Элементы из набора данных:
*-*-*
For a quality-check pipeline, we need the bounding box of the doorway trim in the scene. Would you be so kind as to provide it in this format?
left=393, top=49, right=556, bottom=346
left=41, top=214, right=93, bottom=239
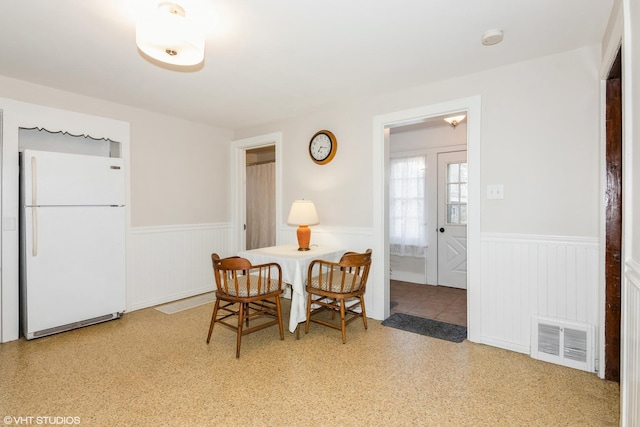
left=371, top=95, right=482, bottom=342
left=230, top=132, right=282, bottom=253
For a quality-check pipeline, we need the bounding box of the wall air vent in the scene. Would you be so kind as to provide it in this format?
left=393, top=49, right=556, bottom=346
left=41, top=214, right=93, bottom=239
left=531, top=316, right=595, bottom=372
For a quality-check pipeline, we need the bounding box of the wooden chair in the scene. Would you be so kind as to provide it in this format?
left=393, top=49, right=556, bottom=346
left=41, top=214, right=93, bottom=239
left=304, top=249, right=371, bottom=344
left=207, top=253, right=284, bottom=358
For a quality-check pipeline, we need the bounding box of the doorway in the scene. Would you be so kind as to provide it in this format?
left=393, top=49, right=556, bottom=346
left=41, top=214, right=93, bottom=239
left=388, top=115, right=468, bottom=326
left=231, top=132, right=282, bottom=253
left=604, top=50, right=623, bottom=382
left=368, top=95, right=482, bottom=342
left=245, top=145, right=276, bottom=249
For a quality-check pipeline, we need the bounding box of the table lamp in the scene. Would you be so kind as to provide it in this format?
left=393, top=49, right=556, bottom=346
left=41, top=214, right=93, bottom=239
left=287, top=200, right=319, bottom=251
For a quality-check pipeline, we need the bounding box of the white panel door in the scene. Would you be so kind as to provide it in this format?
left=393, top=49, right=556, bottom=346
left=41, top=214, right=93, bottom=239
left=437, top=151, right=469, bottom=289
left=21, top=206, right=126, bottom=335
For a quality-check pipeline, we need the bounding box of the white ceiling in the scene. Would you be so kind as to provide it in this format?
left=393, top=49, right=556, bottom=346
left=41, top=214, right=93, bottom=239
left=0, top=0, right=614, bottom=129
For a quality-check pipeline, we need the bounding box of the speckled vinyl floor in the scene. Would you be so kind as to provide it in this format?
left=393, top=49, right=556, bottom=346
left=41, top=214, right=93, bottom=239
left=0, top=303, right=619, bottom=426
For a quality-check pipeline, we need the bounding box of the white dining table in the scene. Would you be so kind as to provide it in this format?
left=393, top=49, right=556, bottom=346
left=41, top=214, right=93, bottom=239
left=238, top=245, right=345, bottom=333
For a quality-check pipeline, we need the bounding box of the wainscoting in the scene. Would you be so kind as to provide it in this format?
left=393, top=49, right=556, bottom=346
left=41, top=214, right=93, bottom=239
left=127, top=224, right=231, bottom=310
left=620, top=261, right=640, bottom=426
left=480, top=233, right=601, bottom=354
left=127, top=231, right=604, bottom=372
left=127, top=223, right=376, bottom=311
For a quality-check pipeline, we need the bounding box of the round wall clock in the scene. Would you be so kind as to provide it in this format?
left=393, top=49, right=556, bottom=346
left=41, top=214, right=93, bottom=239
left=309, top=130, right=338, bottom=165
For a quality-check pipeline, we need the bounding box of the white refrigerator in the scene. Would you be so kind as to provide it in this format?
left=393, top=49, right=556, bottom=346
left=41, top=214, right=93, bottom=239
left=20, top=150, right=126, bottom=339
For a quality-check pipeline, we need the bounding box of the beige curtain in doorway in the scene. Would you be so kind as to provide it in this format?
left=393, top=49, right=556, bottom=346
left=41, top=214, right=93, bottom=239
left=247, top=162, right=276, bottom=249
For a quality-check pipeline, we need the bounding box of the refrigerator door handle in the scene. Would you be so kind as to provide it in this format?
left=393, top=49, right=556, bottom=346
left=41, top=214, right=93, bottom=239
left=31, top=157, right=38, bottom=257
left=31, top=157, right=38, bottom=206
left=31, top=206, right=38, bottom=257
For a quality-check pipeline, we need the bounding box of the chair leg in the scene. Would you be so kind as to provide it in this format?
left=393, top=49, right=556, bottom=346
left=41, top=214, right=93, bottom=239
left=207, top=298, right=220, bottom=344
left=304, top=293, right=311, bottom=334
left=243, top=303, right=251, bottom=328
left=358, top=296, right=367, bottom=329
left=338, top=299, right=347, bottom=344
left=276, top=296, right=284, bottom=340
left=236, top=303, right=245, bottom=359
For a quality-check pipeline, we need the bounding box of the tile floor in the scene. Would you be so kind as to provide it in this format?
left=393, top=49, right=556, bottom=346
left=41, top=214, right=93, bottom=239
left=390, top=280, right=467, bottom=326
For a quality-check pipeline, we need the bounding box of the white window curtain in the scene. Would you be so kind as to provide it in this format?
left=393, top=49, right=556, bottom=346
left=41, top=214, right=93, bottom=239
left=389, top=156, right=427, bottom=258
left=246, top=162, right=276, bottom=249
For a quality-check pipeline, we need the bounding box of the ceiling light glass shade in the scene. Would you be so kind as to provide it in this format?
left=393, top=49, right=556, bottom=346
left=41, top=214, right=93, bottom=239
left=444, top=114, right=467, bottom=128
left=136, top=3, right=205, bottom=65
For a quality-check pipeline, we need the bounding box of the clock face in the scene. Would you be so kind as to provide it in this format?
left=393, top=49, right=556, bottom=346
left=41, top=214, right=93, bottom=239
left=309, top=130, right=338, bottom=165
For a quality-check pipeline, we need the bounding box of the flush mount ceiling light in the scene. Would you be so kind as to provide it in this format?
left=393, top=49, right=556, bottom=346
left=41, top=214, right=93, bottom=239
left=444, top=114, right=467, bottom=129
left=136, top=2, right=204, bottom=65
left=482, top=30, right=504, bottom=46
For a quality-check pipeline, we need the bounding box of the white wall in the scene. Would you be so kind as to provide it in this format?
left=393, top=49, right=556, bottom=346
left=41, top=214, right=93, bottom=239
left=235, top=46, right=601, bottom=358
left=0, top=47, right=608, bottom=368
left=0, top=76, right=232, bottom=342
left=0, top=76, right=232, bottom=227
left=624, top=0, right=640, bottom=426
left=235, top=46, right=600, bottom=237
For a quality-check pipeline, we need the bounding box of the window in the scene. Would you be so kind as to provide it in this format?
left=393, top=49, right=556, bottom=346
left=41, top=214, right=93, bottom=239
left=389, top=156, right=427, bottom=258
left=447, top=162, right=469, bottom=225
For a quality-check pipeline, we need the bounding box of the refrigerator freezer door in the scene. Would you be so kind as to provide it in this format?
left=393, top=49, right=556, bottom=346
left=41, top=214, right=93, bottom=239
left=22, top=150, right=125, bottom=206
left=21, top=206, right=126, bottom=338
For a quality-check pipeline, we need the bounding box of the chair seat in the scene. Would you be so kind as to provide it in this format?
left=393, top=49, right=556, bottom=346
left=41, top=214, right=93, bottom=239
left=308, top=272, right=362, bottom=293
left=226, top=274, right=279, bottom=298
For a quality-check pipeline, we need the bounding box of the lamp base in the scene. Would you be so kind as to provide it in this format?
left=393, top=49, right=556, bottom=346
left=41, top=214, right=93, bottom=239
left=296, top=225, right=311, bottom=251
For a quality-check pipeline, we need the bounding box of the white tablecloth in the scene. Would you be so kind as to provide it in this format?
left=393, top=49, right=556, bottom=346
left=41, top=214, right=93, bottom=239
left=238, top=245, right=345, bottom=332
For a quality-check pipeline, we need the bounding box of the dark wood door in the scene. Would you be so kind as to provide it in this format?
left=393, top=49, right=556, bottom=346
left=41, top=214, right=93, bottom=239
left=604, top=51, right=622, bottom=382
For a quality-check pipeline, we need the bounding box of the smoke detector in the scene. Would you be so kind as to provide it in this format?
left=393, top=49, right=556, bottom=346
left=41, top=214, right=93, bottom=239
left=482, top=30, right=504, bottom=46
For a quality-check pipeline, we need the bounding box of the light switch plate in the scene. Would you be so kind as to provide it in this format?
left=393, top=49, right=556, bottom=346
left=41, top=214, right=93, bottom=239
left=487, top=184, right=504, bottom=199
*-*-*
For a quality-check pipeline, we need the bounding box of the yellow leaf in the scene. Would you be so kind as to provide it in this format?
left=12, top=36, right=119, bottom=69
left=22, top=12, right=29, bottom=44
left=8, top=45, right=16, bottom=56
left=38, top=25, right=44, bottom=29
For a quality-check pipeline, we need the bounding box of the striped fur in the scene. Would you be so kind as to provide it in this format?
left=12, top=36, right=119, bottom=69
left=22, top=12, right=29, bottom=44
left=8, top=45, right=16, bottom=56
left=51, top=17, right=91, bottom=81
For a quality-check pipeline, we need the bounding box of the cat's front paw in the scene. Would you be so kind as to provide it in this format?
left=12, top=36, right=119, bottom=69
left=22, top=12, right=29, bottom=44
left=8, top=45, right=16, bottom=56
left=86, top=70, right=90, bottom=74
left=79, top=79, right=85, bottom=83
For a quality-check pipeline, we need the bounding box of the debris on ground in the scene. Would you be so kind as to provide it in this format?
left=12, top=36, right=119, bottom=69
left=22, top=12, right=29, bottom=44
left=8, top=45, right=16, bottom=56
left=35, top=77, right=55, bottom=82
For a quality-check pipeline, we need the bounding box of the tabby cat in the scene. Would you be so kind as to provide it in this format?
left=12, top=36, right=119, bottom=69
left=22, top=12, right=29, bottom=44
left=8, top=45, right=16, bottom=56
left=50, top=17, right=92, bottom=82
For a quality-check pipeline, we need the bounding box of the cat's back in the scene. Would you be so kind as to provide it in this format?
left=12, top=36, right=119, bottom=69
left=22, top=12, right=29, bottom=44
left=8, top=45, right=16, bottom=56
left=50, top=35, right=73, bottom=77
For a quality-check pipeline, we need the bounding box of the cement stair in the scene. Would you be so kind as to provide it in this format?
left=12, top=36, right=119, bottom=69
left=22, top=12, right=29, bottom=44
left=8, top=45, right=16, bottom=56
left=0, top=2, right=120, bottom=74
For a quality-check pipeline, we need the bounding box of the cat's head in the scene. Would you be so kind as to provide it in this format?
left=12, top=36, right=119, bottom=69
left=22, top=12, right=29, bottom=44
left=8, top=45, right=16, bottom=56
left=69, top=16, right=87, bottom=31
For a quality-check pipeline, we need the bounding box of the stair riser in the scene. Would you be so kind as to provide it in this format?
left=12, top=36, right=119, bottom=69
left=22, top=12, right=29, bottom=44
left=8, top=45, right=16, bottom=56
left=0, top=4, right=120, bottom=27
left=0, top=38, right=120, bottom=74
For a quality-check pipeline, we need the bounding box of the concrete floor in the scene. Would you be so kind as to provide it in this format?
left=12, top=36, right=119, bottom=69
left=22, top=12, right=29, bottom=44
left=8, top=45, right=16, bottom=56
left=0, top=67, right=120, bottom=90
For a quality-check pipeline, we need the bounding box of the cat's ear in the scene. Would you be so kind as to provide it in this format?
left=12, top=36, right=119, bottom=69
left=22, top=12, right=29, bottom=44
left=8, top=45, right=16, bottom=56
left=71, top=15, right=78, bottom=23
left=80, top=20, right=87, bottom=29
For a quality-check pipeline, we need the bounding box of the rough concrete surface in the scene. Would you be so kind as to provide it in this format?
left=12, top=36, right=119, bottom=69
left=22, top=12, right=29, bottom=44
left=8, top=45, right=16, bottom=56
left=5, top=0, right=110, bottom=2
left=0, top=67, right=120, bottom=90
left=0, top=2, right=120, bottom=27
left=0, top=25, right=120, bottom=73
*-*-*
(Задание):
Отредактируйте данные на участке от строки с «the refrigerator freezer» до строки с «left=21, top=206, right=126, bottom=338» включительно, заменив «freezer door» на «freezer compartment». Всё остальное оставьте без изменений и приведите только этот участок.

(Решение):
For a quality-check pipeline, we need the bounding box of the refrigerator freezer compartment in the scene. Would you be so kind as to provide it in this format?
left=393, top=49, right=556, bottom=346
left=41, top=214, right=93, bottom=239
left=22, top=150, right=125, bottom=206
left=21, top=206, right=126, bottom=338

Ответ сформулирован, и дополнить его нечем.